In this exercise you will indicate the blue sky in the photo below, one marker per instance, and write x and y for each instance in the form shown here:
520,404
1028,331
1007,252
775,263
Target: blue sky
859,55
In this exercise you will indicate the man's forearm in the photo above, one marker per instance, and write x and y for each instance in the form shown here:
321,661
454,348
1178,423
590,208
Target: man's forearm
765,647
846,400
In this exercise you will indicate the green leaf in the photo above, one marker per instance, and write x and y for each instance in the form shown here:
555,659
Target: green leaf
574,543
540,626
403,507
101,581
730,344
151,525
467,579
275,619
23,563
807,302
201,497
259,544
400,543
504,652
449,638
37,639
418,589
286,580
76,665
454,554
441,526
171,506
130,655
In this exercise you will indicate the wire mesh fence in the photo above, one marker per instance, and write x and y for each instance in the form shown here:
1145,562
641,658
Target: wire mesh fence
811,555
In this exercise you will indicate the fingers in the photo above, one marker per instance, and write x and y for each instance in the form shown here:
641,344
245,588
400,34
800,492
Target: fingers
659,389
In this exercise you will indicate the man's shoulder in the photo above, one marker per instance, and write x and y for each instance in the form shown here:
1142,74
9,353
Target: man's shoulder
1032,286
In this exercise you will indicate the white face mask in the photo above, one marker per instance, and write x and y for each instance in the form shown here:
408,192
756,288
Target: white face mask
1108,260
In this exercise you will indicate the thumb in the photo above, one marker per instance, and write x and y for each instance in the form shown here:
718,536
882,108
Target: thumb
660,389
-=-=-
### WHAT IS REQUIRED
Word for word, transcribe all of the material.

### OUTPUT
In this exercise you will indicate the blue sky in the photo below, one marker per instance, and write x and y for each instance in the form shown here:
520,404
1028,331
1007,252
775,263
Target: blue sky
859,55
In this exercise you will indicate the man's forearm in the photo above, one marker per instance, and write x and y for each instance in the form shown here:
321,661
454,348
1178,423
590,208
Target: man's forearm
765,647
846,400
In this exercise you will indicate the green leaf in the photo above, one marker per instance, and write x and y for each instance in the form shown here:
555,659
Target: green leaf
574,543
540,626
403,507
101,581
730,344
151,525
467,579
275,619
23,563
807,302
201,497
259,544
400,543
504,652
449,638
37,639
418,589
286,580
76,665
454,554
441,526
171,506
130,655
In this exercise you will indicate the wire mesh fence in the photo above, one marker per instance, and write x and y for each instance in the form shown here:
1145,562
641,658
Target: wire mesh fence
811,555
In this exercise you will indicate the fingers in the photo above, one marker per instance, and write x and y for each instance in the form shown here:
641,344
245,588
400,34
800,492
Target: fingers
659,389
In this exercise you will indicate the man's shoulder in the photo above, one marker per instance, and write x and y for each instance in the form shown here:
1142,74
9,353
Target: man's shoulder
1032,286
In this exercise you will indicate the white face mask in the photo above, one marker per instance, and write x and y for each instance in the form shown here:
408,192
756,288
Target: white face mask
1108,260
In this exercise you will indicate the thumb in the photo above, one marker per instance, and write x and y for each instance in the form shown here:
718,536
882,108
Target: thumb
660,389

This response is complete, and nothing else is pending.